# [Task brief]
Find every line in the entries below that contains the word "covered" and copy each of those lines in full.

---------- Entries shown ----------

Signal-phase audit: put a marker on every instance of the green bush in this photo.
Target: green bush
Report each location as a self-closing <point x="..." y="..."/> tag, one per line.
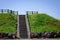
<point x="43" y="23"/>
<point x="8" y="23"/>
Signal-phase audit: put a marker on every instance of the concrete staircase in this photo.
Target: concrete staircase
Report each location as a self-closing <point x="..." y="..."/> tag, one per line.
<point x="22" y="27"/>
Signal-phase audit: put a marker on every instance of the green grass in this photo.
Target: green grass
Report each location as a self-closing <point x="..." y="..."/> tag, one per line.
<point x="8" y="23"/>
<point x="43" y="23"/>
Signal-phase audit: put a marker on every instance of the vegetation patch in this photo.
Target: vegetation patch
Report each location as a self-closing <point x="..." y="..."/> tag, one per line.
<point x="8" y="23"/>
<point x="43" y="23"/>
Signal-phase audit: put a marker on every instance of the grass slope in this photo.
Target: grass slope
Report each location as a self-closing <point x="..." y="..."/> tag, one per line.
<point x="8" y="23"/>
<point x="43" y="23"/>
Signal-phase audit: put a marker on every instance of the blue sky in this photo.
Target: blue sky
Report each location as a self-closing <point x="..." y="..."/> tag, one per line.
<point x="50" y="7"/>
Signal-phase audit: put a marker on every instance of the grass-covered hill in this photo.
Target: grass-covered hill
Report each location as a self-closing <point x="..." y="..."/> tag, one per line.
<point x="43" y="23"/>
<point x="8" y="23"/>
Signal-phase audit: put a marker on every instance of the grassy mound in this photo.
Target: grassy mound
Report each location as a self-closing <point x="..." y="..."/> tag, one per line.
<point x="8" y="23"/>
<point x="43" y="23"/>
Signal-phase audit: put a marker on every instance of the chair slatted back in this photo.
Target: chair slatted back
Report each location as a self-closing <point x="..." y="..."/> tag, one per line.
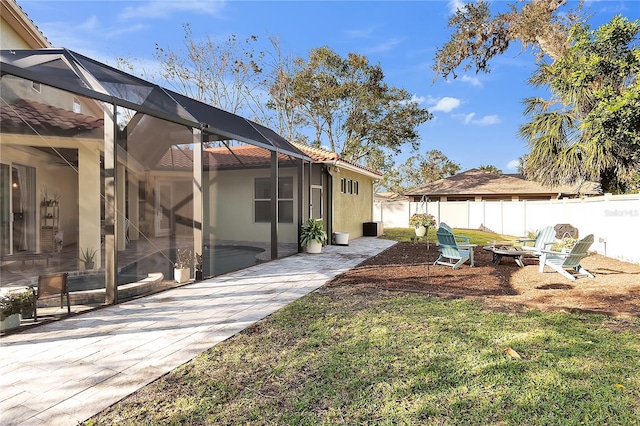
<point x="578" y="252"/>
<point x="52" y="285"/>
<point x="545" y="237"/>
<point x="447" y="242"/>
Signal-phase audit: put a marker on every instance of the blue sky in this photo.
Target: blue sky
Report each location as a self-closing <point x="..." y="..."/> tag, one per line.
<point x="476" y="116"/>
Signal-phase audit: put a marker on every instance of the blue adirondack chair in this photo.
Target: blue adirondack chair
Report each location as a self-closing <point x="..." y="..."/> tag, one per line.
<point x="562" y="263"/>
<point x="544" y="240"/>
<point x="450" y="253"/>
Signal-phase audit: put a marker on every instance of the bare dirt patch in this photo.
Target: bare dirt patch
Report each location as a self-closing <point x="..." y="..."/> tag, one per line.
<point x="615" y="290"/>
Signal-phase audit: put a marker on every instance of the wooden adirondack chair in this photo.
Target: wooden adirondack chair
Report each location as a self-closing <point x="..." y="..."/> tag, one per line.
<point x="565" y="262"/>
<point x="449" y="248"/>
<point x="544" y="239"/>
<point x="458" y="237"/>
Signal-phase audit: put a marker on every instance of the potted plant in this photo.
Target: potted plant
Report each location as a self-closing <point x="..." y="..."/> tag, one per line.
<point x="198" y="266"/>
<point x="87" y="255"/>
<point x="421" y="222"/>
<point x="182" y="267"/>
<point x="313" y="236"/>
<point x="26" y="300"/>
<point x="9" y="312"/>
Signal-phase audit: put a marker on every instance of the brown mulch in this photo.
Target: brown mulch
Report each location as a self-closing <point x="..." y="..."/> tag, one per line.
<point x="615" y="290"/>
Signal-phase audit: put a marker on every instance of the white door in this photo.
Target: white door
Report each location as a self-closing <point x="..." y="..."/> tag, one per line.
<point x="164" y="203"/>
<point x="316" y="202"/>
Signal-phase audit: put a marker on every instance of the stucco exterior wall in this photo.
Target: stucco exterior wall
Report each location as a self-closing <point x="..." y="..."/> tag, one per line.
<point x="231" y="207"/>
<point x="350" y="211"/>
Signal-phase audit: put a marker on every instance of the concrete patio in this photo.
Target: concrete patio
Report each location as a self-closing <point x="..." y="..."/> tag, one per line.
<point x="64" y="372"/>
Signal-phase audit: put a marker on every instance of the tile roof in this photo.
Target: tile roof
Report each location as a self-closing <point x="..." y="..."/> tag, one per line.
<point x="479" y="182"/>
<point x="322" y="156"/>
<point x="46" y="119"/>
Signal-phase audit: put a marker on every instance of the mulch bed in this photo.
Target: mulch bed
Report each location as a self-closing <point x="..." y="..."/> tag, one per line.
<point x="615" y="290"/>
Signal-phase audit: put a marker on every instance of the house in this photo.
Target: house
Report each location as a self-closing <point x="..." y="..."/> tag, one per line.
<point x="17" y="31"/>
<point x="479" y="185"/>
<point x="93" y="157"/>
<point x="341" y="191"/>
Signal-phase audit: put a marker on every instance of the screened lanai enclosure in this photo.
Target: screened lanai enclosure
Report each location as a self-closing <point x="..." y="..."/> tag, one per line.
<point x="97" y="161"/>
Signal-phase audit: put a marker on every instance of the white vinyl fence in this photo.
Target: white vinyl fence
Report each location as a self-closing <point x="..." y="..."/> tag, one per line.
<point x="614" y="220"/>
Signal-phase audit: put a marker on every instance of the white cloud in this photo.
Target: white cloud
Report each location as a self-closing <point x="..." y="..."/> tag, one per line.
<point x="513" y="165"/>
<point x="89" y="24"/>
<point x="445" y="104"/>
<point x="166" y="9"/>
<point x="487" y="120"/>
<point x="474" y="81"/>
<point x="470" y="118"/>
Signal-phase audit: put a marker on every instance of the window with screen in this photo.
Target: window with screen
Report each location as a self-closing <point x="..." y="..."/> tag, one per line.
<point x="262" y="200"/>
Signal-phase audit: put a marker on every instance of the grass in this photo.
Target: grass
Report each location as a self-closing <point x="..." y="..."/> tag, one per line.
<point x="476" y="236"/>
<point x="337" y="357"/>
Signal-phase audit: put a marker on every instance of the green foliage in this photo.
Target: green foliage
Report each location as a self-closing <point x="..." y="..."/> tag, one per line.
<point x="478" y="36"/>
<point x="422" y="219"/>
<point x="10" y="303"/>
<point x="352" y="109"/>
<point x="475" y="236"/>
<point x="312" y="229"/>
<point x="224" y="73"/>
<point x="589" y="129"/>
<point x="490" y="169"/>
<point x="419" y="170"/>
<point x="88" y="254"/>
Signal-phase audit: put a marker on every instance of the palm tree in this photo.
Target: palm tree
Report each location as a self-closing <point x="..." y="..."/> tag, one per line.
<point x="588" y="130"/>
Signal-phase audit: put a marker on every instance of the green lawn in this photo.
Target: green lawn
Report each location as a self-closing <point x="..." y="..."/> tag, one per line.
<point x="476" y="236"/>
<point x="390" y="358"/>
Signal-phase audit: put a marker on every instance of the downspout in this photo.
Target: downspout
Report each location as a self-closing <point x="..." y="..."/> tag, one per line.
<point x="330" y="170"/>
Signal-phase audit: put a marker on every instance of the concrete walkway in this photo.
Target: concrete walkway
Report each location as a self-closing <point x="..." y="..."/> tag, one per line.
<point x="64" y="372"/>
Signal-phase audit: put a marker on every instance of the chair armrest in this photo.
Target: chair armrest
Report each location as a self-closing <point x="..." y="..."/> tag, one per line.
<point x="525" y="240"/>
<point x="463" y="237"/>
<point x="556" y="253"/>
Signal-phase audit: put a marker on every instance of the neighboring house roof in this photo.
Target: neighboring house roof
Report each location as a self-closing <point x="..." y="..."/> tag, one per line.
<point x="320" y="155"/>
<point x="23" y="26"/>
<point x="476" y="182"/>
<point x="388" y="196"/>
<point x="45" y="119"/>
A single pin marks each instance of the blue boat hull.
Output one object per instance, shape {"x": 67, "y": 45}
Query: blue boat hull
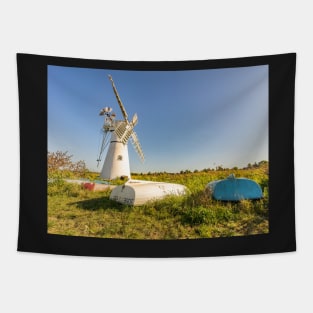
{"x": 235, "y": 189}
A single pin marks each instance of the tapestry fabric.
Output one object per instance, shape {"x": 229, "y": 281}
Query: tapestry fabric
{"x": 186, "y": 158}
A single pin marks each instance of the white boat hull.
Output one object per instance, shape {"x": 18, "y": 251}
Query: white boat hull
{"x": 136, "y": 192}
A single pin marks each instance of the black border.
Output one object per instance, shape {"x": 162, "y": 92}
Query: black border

----------
---------- Entries shown ----------

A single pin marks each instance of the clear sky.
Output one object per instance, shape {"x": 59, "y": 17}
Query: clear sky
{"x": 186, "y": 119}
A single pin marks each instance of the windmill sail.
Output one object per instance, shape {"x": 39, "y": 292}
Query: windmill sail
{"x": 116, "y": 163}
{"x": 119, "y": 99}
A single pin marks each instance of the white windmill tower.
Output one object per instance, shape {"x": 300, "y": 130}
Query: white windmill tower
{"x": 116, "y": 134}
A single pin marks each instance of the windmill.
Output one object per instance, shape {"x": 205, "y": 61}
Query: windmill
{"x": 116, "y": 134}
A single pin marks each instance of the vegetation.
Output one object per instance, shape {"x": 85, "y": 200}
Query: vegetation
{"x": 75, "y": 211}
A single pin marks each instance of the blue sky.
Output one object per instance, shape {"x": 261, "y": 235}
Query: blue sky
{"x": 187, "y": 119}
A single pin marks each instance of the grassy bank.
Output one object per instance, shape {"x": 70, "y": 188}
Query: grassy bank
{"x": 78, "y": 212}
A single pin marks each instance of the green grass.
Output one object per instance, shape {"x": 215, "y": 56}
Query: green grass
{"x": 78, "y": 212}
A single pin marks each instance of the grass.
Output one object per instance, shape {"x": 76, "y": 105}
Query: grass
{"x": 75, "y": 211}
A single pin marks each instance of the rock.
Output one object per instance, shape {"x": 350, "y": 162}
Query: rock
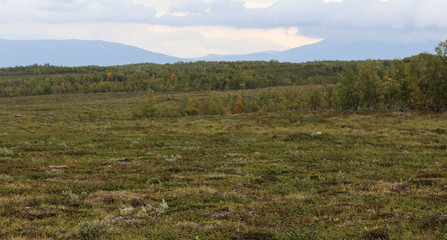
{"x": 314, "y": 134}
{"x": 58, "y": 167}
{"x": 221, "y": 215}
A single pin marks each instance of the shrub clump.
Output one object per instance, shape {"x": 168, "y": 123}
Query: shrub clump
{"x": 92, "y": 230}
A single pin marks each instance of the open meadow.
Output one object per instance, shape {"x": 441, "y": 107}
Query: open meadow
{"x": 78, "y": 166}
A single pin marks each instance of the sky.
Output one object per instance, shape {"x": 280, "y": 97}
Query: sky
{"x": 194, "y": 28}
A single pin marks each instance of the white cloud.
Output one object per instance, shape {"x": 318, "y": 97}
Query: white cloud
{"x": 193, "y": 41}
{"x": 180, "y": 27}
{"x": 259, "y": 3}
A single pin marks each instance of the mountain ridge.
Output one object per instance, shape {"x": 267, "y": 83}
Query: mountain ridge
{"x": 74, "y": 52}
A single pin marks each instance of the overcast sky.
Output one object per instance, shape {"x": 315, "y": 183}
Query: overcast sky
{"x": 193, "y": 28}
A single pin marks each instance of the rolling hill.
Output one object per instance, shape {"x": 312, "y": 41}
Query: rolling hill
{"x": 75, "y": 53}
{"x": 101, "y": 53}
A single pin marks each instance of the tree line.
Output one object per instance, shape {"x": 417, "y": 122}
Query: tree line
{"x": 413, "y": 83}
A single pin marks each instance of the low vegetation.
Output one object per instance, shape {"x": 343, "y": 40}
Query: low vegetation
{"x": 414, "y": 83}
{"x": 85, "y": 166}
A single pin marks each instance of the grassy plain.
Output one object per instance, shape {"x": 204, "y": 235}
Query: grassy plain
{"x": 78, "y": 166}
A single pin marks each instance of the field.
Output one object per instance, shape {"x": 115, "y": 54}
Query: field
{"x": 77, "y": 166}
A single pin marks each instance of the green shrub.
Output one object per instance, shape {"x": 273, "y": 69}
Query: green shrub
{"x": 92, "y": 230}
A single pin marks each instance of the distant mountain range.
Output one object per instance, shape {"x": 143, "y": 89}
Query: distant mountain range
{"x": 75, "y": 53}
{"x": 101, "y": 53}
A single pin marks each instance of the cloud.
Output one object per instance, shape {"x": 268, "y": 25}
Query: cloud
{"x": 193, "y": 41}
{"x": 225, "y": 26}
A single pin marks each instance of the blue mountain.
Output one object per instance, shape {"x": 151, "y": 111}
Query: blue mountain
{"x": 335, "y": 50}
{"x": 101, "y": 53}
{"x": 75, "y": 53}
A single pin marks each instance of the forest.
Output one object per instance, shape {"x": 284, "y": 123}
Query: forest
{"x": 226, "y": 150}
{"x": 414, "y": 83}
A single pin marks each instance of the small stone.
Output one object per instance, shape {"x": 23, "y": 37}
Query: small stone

----------

# [Solution for this exercise]
Signal-phase audit: put a marker on every instance of the grass-covered hill in this photo.
Target: grass-covered hill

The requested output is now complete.